__Document excerpt__
== Segment start ==
5.11 Successors. This Agreement shall be binding upon and inure to the benefit of the Executive and his or her estate, and the Company and any successor of the Company or affiliate of a successor to the Company, but neither this Agreement nor any rights arising hereunder may be assigned or pledged by the Executive. All references in this Agreement to the Company shall include its subsidiaries and affiliates and any successors, affiliates of successors or assigns of the Company. Any successor of the Company shall be deemed substituted for all purposes of the “Company” under the terms of this Agreement. As used in this Agreement, the term “successor” shall mean any person, firm, corporation or business entity or affiliate thereof which at any time, whether by merger, purchase or otherwise, directly or indirectly acquires all or substantially all of the assets or the business of the Company, including any entity that shall be the surviving corporation in a merger with the Company or the acquiring person or affiliate of the acquiring person in an acquisition of the Company and/or of all or substantially all of its business or assets, regardless of whether such transaction constitutes a change of control.
5.12 Governing Law. To the extent not preempted by Federal law, the provisions of this Agreement shall be governed by and construed and enforced in accordance with the laws of the State of California.
5.13 Notice. Any notices, requests, demands or other communications required by or provided for in this Agreement shall be sufficient if in writing and sent by either party by personal delivery, recognized overnight commercial courier, or registered or certified United States mail, to the Executive at the last address shown on the records of the Company or, in the case of the Company, at its principal office, or to such other address as either party may have furnished to the other in writing in accordance herewith, and shall be deemed to have been duly given when delivered or five days after deposit in the United States mail (except that notices of change of address shall be effective only upon receipt (or refusal of receipt)).
5.14 Scope of Agreement. Nothing in this Agreement shall be deemed to alter the “at-will” nature of the Executive’s employment or entitle the Executive to continued employment with the Company.
5.15 Counterparts. This Agreement may be executed (including by facsimile or scanned electronic mail transmission) in counterparts, each of which shall be deemed to be an original and all of which together shall constitute one and the same instrument.
IN WITNESS WHEREOF, the Executive and the Company have executed this Agreement as of the date first above written.
== Segment end ==
__Exercise aim__
According to the agreement excerpt, when is a notice sent by mail deemed to have been duly given?

__Source information__
== Segment start ==
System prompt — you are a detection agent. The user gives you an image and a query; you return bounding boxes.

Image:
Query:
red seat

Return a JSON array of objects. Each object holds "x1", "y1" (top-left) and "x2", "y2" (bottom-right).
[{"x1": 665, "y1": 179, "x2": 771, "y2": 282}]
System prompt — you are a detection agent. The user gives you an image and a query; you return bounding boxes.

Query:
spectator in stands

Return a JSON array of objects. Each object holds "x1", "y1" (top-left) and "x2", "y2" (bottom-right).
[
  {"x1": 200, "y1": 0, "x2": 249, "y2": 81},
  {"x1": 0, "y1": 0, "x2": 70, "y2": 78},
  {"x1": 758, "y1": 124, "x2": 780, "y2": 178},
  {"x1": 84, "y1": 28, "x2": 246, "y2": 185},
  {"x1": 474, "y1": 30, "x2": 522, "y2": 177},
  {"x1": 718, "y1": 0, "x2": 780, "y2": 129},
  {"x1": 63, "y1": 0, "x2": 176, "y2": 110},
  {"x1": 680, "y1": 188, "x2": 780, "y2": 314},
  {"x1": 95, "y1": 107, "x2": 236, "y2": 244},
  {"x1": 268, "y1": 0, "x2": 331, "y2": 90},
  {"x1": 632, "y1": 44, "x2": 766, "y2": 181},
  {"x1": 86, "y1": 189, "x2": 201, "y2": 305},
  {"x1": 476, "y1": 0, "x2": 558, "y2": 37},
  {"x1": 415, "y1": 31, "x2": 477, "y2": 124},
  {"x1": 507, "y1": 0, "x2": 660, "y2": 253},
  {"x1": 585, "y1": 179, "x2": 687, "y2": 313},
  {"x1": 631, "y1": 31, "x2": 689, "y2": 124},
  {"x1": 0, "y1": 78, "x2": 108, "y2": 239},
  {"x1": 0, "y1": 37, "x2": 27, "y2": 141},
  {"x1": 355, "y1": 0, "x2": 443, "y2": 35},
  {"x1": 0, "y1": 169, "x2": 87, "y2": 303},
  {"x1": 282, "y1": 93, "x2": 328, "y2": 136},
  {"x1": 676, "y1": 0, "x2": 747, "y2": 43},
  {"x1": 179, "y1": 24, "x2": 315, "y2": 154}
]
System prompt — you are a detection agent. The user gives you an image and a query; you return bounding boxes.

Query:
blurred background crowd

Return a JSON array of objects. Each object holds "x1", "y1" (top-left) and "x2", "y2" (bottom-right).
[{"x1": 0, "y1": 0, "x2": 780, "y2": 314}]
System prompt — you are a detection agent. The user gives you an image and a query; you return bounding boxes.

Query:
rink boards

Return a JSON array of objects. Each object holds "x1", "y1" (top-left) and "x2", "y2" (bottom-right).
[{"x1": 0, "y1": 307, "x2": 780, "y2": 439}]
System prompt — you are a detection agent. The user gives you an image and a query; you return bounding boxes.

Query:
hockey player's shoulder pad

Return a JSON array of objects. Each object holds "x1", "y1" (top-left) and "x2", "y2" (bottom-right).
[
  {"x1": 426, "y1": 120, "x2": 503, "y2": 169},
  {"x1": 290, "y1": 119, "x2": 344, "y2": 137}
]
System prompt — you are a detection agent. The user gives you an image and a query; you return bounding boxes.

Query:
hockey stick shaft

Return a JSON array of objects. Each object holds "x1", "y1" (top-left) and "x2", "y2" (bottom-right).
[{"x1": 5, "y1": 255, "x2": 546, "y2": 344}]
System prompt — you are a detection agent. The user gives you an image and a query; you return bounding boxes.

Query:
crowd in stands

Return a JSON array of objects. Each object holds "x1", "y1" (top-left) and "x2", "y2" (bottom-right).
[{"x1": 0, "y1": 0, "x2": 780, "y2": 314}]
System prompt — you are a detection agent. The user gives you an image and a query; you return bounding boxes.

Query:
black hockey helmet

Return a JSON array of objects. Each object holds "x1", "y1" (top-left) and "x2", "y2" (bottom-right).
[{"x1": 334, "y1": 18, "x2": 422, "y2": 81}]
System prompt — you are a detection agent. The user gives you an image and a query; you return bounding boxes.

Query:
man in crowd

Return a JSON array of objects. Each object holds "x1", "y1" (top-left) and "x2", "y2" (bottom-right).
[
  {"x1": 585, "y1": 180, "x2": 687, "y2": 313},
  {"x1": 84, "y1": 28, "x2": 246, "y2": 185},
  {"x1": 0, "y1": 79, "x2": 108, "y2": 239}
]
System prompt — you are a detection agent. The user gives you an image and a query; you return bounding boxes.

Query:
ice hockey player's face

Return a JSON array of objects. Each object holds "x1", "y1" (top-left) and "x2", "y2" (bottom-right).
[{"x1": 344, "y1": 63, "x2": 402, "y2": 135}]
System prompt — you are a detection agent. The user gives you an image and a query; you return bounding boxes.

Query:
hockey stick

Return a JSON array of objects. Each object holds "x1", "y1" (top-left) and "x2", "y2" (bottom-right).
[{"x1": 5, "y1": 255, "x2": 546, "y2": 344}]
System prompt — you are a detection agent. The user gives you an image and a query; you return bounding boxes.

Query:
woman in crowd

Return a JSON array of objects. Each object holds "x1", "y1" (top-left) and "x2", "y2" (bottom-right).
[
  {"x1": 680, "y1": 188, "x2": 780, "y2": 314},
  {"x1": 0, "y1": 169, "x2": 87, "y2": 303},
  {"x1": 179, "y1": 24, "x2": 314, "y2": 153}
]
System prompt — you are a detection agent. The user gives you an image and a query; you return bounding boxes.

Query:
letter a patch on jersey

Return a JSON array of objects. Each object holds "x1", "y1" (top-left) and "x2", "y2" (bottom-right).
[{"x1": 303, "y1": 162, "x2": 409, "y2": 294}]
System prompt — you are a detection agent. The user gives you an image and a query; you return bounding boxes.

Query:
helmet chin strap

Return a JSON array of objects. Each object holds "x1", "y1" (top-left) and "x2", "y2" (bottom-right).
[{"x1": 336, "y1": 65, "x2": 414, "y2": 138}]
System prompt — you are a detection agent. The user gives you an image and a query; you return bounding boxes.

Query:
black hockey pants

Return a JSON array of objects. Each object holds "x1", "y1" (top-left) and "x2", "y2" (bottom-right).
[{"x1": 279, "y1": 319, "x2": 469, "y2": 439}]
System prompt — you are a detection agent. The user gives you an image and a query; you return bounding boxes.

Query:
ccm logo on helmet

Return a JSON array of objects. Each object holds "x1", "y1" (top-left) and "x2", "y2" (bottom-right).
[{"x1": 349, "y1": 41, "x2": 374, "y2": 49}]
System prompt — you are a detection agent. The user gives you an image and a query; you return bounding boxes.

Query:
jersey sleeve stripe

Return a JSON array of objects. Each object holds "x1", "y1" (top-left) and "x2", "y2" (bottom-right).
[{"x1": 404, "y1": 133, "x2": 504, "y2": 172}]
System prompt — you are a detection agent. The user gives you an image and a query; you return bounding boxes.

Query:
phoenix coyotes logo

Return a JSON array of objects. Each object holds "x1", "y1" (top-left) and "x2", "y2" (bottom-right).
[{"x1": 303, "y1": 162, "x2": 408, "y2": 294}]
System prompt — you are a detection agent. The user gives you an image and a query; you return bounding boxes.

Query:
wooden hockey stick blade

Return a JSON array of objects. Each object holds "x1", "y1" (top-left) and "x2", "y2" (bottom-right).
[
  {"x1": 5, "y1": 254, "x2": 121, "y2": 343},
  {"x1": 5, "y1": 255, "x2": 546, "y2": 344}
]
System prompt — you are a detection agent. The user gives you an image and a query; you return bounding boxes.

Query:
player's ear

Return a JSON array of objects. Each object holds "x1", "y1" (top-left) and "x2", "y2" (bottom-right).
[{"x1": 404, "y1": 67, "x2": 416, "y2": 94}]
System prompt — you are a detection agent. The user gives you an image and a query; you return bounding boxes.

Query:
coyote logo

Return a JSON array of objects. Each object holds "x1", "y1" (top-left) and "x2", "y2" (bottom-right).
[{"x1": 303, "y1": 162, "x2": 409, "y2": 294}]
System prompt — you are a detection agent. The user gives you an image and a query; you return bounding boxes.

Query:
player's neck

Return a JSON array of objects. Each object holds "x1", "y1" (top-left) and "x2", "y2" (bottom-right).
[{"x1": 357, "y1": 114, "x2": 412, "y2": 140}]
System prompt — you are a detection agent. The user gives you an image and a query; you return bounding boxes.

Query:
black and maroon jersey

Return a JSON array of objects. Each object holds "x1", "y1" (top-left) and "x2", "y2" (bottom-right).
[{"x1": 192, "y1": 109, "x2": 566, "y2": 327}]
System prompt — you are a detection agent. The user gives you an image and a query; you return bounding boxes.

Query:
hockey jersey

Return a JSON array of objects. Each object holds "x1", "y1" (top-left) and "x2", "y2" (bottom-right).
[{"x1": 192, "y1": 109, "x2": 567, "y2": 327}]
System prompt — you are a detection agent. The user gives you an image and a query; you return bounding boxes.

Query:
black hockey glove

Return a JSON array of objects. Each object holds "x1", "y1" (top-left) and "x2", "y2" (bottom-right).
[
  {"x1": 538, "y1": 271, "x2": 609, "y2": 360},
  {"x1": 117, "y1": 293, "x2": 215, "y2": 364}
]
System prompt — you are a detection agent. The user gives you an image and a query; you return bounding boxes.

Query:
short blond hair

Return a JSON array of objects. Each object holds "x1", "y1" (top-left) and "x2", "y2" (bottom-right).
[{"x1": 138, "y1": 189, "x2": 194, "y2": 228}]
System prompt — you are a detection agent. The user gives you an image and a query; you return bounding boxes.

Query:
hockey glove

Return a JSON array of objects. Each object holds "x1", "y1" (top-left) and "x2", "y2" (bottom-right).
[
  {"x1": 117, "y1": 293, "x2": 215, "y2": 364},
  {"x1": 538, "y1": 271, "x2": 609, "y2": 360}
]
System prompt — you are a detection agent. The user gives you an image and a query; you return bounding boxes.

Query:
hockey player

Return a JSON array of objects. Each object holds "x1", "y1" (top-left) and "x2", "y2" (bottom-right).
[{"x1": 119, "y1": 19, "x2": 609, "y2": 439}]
== Segment end ==
__Answer to this task__
Five days after deposit in the United States mail.